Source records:
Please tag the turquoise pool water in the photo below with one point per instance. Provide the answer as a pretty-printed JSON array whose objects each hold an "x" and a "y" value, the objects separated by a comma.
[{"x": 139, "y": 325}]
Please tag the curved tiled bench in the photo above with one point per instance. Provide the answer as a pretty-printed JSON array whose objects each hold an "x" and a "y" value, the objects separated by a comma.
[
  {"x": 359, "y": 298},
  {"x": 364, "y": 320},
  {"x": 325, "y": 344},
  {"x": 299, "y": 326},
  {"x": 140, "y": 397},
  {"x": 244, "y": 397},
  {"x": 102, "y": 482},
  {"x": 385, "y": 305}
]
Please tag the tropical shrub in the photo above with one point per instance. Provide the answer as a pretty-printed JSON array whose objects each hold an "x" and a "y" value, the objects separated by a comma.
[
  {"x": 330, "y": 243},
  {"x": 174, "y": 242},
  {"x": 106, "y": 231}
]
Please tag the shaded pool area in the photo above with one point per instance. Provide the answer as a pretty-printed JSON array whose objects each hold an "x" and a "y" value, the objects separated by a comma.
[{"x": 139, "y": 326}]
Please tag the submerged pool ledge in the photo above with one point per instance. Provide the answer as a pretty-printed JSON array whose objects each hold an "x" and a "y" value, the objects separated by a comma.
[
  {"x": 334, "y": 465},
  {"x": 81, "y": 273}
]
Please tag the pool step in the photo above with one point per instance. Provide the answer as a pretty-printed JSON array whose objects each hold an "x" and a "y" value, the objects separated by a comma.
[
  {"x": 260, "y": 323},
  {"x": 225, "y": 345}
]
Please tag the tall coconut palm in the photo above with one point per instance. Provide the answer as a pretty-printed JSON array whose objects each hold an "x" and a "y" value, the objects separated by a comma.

§ **Problem**: Every entry should be printed again exactly as written.

§ **Output for this task**:
Please tag the turquoise pool water in the photo below with one point per instance. Provide the answer as a pretty-printed JSON array whose objects each hold an "x" and a "y" value, the objects separated by a comma.
[{"x": 139, "y": 325}]
Please tag the curved tiled bench in the photo above with one point per instance. Provide the answer as a pretty-printed JSON array whose objects each hold an "x" and a "y" value, the objects separated by a comma.
[
  {"x": 359, "y": 298},
  {"x": 364, "y": 320},
  {"x": 325, "y": 344},
  {"x": 299, "y": 326},
  {"x": 140, "y": 397},
  {"x": 244, "y": 397},
  {"x": 102, "y": 482},
  {"x": 385, "y": 305}
]
Please tag the tropical shrub in the photo above with one point per instance. Provide the answer as a pretty-printed JSON array whose objects each hold an "x" and a "y" value, the objects separated by a comma.
[
  {"x": 330, "y": 243},
  {"x": 174, "y": 242},
  {"x": 106, "y": 231}
]
Please tag the shaded pool area in the photo above with one point per instance. Provide the answer as a pretty-printed JSON array whose objects each hold an "x" and a "y" value, the objects separated by a comma.
[{"x": 139, "y": 326}]
Please tag the submerged pool ledge in the photo above with one point per instance. Provide the answer as a pretty-printed JSON array whose objects each hold an "x" and a "y" value, the objects separated by a comma.
[
  {"x": 334, "y": 465},
  {"x": 81, "y": 273}
]
Please tag the pool step in the photo above with one point per instance. Provide the answer as a pretty-printed JSON array whose objects each hold an "x" and a "y" value, the objects separated by a comma.
[
  {"x": 260, "y": 323},
  {"x": 225, "y": 345}
]
Please tag the tall coconut palm in the photo above with one point per instance. Provide the answer as a pretty-printed JSON array whose objects each hold an "x" and a "y" value, the objects separated by a comma.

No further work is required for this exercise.